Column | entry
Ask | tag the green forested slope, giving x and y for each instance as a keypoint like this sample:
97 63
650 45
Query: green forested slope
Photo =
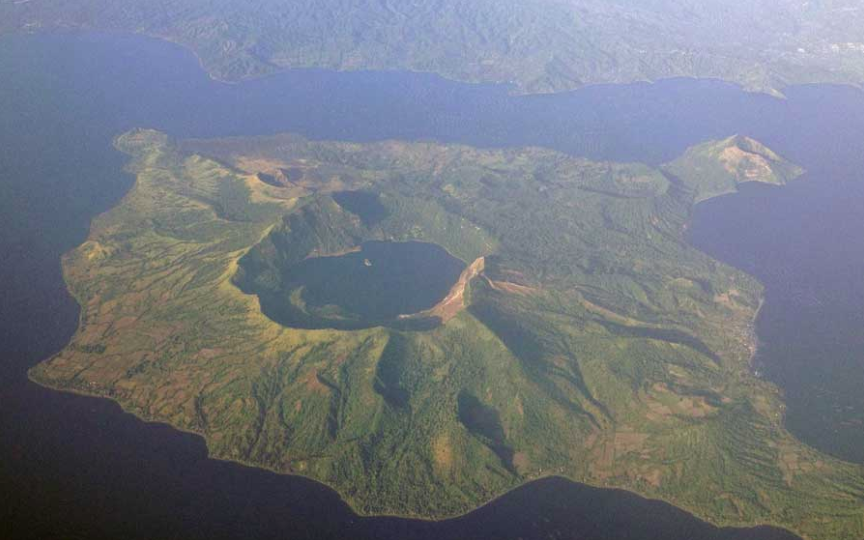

__________________________________________________

**Exercise**
Please reproduce the records above word for word, leaving the pictures out of your answer.

**Response to this exercise**
Column | entry
Ask | tag the green forested slope, giving x and y for each instance as a keypoint like this sample:
97 63
650 45
Query: green forested slope
Photo =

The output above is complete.